Outline records:
-- BEGIN --

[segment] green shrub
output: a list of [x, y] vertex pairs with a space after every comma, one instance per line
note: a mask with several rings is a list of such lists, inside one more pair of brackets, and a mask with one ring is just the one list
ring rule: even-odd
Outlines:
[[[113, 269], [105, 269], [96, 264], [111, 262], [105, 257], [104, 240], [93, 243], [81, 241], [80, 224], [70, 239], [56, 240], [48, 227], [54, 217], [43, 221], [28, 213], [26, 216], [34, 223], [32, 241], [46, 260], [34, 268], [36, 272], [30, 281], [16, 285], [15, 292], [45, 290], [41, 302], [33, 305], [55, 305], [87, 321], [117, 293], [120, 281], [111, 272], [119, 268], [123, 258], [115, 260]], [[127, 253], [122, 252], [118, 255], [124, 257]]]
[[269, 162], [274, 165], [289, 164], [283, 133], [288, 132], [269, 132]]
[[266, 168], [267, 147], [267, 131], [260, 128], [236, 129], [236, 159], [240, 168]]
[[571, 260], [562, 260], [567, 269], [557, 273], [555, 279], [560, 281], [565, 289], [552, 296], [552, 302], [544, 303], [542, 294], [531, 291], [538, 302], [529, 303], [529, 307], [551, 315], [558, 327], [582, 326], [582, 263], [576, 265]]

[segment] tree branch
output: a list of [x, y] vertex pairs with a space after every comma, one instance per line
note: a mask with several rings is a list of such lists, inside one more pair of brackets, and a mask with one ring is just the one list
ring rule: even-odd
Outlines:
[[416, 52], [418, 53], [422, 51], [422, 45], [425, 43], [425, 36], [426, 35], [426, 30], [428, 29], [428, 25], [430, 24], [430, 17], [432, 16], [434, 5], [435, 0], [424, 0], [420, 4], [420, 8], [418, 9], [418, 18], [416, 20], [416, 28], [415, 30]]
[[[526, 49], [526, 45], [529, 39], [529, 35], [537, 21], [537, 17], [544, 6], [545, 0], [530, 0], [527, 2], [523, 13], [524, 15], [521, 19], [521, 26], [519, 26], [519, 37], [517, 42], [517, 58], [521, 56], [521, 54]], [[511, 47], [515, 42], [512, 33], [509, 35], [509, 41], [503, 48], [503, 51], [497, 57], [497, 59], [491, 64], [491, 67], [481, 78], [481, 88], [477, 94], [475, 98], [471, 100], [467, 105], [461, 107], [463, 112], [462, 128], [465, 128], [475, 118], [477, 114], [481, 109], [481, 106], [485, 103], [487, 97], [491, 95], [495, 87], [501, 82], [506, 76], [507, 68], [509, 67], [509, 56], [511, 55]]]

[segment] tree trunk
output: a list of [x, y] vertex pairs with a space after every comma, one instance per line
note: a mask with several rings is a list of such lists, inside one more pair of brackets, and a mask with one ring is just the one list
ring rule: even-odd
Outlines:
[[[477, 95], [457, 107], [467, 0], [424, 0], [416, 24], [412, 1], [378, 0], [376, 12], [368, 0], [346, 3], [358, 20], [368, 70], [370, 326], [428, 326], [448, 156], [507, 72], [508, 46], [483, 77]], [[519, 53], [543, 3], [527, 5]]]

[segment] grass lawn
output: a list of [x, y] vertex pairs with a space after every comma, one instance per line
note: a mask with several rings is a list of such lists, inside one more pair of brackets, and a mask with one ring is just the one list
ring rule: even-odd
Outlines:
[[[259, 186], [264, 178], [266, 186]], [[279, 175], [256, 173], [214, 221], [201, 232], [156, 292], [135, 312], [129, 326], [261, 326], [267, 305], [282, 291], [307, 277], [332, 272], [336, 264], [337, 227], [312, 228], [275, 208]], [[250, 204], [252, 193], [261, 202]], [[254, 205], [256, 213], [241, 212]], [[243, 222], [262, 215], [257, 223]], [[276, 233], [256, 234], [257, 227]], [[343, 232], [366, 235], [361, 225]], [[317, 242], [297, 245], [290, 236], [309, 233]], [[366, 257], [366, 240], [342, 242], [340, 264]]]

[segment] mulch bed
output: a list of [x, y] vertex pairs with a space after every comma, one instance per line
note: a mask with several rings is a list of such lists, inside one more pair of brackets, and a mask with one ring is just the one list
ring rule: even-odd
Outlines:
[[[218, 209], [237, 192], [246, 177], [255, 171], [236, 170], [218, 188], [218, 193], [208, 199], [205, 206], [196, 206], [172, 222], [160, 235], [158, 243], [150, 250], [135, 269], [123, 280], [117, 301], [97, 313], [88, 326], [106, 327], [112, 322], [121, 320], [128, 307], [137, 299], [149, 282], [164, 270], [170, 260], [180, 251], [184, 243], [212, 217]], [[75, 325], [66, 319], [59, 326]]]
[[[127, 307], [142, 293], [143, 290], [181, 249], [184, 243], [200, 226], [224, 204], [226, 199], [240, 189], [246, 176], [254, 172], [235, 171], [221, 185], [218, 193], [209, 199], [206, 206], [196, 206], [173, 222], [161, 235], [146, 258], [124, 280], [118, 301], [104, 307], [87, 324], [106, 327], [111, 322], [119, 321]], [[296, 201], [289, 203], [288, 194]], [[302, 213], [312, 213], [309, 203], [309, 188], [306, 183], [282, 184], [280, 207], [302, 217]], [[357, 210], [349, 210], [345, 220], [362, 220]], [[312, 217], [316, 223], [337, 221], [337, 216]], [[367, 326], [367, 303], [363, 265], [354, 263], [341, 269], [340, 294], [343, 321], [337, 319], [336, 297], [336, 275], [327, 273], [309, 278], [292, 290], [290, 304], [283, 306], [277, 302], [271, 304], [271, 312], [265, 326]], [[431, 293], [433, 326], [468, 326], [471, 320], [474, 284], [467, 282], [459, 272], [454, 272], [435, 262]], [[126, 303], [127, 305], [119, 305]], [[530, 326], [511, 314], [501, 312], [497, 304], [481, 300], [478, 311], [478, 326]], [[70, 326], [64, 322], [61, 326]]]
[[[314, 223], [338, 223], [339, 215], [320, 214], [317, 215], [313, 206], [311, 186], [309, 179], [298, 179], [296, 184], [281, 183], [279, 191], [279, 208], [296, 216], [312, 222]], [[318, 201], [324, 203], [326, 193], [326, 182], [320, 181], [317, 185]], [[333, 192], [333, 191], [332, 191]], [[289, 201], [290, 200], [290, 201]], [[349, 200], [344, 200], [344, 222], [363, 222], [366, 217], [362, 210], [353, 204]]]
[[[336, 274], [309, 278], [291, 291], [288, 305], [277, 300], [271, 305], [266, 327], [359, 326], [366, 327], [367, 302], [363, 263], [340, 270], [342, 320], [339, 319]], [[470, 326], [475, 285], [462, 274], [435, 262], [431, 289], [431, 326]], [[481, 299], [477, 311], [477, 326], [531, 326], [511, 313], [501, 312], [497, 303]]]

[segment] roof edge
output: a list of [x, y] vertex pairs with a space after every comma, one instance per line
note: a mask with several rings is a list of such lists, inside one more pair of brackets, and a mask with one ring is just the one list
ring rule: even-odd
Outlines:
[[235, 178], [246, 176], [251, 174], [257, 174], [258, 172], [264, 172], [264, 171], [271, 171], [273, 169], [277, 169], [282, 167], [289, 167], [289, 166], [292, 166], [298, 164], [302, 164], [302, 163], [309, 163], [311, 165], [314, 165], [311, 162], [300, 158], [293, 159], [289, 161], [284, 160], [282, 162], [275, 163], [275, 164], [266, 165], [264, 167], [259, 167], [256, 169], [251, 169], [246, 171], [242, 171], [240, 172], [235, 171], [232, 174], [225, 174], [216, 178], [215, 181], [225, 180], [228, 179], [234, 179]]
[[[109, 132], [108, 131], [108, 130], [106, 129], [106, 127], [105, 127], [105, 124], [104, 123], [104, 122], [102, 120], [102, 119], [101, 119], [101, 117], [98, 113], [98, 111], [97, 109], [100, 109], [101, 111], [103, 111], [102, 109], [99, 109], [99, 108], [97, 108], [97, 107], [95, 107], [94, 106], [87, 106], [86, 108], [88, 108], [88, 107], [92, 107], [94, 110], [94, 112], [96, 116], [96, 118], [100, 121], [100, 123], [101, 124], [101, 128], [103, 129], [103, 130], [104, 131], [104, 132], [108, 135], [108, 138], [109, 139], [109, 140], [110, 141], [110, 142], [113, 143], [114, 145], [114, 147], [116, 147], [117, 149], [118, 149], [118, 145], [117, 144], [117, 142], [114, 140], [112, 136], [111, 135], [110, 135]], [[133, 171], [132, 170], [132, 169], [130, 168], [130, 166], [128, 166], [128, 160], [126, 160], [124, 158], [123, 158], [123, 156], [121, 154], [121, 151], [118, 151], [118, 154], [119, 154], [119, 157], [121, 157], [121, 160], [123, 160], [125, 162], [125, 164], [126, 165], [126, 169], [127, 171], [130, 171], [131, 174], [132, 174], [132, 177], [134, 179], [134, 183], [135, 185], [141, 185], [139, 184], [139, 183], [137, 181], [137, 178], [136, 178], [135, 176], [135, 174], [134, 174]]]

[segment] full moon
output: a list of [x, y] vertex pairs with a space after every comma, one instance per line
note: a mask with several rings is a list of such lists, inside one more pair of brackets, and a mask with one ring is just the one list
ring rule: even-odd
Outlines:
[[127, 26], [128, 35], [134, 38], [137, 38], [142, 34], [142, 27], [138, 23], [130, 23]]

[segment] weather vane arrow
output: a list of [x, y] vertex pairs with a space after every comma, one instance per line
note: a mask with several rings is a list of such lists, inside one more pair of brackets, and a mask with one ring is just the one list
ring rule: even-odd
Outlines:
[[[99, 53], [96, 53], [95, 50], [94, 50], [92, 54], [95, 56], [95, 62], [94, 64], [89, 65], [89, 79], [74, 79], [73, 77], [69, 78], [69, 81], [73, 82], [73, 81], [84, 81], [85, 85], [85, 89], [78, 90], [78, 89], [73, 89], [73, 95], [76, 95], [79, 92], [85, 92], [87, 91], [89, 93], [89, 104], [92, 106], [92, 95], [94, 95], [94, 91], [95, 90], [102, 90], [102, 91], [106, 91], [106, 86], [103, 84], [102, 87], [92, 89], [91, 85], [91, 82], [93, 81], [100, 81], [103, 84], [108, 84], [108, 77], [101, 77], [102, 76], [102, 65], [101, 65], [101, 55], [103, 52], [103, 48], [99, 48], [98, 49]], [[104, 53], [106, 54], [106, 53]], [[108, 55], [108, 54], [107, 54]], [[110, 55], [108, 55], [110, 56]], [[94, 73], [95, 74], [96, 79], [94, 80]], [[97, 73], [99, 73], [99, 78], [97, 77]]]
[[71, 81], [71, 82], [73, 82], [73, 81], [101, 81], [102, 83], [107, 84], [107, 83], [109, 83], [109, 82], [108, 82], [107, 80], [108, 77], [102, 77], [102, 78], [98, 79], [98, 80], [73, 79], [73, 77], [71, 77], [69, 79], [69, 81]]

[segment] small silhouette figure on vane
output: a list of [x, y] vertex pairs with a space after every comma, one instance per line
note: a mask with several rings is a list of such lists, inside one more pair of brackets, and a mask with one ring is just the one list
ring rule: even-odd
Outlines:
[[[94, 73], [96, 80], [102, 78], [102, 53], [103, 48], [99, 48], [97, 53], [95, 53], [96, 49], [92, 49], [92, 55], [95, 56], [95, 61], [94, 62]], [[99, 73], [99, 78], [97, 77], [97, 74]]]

-- END --

Stated goal: Copy out the outline records verbatim, starting at the very beginning of the records and going on through the line that contains "263], [576, 265]]".

Exercise result:
[segment] green shrub
output: a list of [x, y] vertex pairs with a space after every comma, one instance per line
note: a mask with several rings is a list of such lists, inside one more pair of brackets, and a mask with one ring is just the one list
ring rule: even-odd
Outlines:
[[[113, 269], [105, 269], [96, 264], [111, 262], [105, 257], [104, 240], [93, 243], [81, 241], [80, 224], [70, 239], [56, 240], [48, 227], [54, 217], [43, 221], [28, 213], [26, 216], [34, 223], [32, 241], [46, 260], [34, 268], [36, 272], [30, 281], [16, 285], [15, 292], [45, 290], [41, 302], [33, 305], [55, 305], [87, 321], [117, 293], [120, 281], [111, 272], [119, 268], [123, 258], [115, 260]], [[127, 253], [122, 252], [118, 255], [124, 257]]]
[[269, 162], [274, 165], [289, 164], [283, 133], [288, 132], [269, 132]]
[[266, 168], [267, 147], [267, 131], [260, 128], [236, 129], [236, 159], [240, 168]]
[[571, 260], [562, 260], [567, 269], [557, 273], [555, 279], [560, 281], [565, 289], [552, 296], [552, 302], [544, 303], [542, 294], [531, 291], [538, 302], [529, 303], [529, 307], [551, 315], [558, 327], [582, 326], [582, 263], [576, 265]]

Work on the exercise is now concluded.